Texto:
* * * * *
Entonces se las ingenió para hacer marcha atrás, sirviéndose seguramente de las paredes engrasadas del conteiner o de alguna basura más rígida donde pudiese apoyar sus manos, expulsando así la parte inferior de su cuerpo para volver a hacer pie en la vereda.

No esperaba ese rostro. Imaginaba un joven entrenado en el ejercicio de la basura, musculoso por necesidad, y me encontré con un hombre mayor, cuyas piernas ágiles y flacas llamaron mi atención. En sus manos sucias –o más limpias que ninguno…– llevaba un par de zapatos y una lata, probablemente vencida. Se sorprendió al verme sorprendida. Lo felicité por la agilidad, y se le iluminaron los ojos. Fuimos juntos a comprar un vino. En el camino, me fue contando anécdotas de algunos de sus hallazgos. Al despedirse, me miró risueño, encogiéndose de hombros. Entendí que no me podía dar la mano en esas condiciones. Nos saludamos como niños, desde lejos. Lo miré de espaldas, erguido, con los zapatos y el vino en la mano; la lata estaría en un bolsillo. Me viene ahora otro versículo del Evangelio citado, en el mismo capítulo: “La luz del cuerpo es el ojo; así que si tu ojo fuere sincero, todo tu cuerpo será luminoso”. Así lo vi.
* * * * *
Listado de datos:
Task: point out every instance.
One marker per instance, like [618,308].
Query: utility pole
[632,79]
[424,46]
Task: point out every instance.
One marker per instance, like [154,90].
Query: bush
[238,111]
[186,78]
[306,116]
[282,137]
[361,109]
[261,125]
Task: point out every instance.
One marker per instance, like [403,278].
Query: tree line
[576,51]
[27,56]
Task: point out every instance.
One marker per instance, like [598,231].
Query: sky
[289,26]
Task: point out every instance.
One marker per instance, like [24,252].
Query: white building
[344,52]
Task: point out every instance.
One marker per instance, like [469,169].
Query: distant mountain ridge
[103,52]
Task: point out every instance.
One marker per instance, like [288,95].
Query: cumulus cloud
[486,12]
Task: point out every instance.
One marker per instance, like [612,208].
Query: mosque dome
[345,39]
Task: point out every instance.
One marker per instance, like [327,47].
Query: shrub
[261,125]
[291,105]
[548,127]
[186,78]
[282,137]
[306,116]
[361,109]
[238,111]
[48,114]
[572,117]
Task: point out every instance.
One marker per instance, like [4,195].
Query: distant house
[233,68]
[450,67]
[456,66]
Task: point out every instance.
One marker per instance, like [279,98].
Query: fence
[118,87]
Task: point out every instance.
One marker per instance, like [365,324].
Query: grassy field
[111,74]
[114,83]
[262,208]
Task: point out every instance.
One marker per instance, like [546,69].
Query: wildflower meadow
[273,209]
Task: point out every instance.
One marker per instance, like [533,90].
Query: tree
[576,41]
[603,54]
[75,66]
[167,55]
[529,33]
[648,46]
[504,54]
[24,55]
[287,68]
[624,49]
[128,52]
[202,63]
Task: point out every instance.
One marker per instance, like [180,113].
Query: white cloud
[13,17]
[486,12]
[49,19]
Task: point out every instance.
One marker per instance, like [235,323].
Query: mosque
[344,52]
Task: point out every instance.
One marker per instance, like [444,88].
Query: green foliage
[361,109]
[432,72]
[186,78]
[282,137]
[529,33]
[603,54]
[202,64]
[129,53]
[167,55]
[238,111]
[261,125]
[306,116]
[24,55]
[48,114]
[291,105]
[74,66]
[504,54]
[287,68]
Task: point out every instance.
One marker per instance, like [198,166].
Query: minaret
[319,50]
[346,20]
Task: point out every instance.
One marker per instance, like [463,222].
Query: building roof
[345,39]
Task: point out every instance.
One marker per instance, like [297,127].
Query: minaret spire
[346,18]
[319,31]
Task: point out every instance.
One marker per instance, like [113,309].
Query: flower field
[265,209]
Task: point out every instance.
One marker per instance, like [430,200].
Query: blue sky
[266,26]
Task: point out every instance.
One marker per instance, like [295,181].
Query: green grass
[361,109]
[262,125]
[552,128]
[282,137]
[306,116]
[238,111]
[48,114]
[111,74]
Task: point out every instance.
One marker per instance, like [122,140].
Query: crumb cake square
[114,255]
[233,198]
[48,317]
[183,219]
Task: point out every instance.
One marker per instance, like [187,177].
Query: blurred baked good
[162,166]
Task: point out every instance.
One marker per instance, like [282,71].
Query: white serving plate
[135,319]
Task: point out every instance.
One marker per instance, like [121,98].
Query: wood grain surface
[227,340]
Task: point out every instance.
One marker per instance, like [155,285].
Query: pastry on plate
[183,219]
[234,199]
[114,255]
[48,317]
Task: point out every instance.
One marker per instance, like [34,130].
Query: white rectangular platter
* * * * *
Resuma el texto en dos oraciones. Los datos no desempeñan ningún papel aquí.

Quien narra esperaba ver a un joven musculoso, pero del contenedor salió un hombre mayor de piernas ágiles y flacas, con un par de zapatos y una lata en las manos. Tras felicitarlo por su agilidad, fueron juntos a comprar un vino mientras él contaba anécdotas de sus hallazgos; al despedirse se saludaron como niños, desde lejos, y la escena le trajo a la memoria un versículo del Evangelio sobre el ojo sincero que ilumina todo el cuerpo.